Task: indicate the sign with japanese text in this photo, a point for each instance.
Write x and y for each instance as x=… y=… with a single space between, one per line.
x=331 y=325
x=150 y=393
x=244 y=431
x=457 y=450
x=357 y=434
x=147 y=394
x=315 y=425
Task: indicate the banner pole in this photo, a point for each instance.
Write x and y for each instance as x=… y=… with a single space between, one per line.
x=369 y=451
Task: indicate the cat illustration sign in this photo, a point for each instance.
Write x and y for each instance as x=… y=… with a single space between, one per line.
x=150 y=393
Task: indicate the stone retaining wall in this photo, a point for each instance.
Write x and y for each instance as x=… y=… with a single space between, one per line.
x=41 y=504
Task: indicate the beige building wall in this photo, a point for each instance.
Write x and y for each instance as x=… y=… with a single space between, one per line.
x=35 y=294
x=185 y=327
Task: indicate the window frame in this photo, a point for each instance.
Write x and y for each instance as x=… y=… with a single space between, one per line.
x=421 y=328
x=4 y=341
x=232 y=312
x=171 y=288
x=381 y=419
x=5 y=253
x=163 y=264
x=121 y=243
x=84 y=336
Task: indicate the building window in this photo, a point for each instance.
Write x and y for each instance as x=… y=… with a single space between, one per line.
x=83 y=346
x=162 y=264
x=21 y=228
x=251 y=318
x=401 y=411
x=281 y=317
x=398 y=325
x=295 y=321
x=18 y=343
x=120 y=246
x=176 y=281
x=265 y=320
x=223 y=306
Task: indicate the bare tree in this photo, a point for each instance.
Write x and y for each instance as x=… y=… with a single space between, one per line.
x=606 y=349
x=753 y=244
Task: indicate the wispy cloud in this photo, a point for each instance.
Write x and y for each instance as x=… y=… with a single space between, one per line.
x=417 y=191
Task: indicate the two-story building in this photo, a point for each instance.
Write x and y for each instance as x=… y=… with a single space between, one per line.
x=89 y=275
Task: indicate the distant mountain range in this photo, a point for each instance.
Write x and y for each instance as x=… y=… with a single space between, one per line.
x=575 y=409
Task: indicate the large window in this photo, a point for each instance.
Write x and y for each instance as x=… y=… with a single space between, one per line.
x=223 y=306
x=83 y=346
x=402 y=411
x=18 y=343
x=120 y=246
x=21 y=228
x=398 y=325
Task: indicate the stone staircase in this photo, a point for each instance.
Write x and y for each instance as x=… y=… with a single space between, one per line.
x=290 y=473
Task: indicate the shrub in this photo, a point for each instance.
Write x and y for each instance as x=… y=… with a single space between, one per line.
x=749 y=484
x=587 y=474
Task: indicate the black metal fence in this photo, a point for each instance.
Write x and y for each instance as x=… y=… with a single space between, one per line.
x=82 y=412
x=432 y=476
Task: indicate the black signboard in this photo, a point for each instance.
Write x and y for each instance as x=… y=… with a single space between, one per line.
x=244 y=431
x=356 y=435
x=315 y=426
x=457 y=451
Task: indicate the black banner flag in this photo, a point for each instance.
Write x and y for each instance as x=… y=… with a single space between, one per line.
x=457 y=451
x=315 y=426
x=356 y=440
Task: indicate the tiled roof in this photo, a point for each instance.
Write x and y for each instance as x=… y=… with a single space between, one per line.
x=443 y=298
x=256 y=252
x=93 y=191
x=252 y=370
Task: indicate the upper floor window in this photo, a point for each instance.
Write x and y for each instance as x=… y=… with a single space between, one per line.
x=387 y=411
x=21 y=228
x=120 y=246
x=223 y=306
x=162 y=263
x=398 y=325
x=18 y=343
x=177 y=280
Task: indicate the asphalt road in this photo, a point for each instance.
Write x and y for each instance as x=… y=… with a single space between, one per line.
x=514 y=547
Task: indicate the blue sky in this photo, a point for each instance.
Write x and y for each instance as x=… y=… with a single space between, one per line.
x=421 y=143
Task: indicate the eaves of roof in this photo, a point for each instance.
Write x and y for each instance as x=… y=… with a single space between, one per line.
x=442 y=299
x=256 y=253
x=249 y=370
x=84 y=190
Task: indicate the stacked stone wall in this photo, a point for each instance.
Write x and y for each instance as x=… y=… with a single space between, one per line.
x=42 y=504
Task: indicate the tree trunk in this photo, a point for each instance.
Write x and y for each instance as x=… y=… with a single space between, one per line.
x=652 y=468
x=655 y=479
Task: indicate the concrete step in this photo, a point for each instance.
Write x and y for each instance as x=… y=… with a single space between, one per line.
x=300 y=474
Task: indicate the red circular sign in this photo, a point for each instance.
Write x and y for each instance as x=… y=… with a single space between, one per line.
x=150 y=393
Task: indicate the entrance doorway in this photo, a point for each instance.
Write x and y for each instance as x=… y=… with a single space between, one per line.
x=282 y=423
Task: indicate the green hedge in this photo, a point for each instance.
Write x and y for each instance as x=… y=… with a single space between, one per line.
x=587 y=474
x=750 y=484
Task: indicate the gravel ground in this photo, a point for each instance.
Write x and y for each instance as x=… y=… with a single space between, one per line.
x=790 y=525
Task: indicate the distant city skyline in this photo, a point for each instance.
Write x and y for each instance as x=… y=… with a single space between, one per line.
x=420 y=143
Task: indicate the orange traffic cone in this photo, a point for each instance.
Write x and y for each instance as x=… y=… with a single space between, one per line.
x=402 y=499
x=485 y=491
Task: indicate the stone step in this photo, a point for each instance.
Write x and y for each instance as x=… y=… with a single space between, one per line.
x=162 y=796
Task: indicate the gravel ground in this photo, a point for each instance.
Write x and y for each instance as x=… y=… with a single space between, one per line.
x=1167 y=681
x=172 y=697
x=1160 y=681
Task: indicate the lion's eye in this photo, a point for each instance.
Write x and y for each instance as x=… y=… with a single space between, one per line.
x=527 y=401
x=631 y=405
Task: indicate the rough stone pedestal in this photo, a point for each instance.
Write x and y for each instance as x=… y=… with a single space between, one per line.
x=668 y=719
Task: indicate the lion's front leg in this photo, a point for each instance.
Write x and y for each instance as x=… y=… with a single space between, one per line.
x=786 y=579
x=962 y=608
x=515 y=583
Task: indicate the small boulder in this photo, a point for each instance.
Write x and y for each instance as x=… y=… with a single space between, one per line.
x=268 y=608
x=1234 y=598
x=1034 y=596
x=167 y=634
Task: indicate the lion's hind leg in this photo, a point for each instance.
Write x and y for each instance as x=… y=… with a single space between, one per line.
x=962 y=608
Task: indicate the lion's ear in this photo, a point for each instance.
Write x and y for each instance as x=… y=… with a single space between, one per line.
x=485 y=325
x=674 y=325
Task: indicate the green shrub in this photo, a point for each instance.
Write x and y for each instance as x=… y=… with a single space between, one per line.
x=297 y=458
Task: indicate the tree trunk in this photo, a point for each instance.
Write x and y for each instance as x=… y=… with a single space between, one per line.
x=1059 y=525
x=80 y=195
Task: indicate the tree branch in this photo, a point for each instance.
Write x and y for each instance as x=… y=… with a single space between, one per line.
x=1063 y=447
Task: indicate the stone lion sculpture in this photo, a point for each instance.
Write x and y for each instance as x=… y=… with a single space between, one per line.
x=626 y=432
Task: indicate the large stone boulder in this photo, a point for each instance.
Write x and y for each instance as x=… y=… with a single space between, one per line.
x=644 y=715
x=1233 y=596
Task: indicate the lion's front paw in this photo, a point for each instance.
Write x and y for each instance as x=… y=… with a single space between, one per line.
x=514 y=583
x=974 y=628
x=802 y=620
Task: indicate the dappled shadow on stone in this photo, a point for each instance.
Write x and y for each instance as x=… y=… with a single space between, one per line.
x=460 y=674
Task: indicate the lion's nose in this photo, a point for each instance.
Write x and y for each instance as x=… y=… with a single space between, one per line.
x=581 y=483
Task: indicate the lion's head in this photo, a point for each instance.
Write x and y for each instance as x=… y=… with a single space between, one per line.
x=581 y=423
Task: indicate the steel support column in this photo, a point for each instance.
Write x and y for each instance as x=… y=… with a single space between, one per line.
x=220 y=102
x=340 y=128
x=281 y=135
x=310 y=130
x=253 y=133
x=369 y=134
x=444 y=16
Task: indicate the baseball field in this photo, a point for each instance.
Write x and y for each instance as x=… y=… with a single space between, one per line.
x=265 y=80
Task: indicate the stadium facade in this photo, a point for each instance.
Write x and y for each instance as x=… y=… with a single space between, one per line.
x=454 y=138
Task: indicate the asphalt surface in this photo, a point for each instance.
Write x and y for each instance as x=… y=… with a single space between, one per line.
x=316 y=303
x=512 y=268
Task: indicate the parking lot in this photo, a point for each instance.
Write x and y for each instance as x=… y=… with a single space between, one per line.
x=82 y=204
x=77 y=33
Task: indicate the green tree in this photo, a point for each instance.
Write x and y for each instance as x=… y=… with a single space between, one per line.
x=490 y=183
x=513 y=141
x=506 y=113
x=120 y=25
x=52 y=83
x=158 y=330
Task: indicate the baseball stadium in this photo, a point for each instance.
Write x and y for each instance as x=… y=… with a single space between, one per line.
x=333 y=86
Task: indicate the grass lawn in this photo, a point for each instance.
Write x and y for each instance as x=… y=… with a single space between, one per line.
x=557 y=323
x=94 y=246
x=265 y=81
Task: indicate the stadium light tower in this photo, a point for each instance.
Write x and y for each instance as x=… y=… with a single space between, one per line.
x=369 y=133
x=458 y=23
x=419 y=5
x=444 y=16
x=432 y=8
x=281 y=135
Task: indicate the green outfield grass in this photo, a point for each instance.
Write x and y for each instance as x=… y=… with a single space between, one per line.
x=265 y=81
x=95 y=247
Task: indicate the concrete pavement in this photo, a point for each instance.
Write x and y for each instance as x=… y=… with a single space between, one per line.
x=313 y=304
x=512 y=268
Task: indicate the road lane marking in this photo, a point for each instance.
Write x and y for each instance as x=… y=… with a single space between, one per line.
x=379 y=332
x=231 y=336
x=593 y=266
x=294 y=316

◆ **Exercise description**
The required answer is the run of lines above, starting at the line with "Task: indicate the stone retaining" and ending at the line with "Task: indicate the building", reproduced exactly with both ends.

◆ **Reply to the task**
Task: indicate the stone retaining wall in this photo, a point for each instance.
Write x and y for each instance as x=… y=… with a single space between, one per line.
x=41 y=504
Task: indicate the beige building wall in this photo, a point for each instance.
Write x and y for each instance as x=… y=… with a single space between, one per line.
x=35 y=294
x=185 y=327
Task: indicate the window frame in this photo, a point for each instance.
Write x and y for each instance as x=… y=… with a single space between, one per line.
x=421 y=328
x=4 y=341
x=232 y=312
x=171 y=288
x=381 y=419
x=5 y=253
x=163 y=264
x=121 y=243
x=84 y=336
Task: indicate the building window in this photo, a point for each instance.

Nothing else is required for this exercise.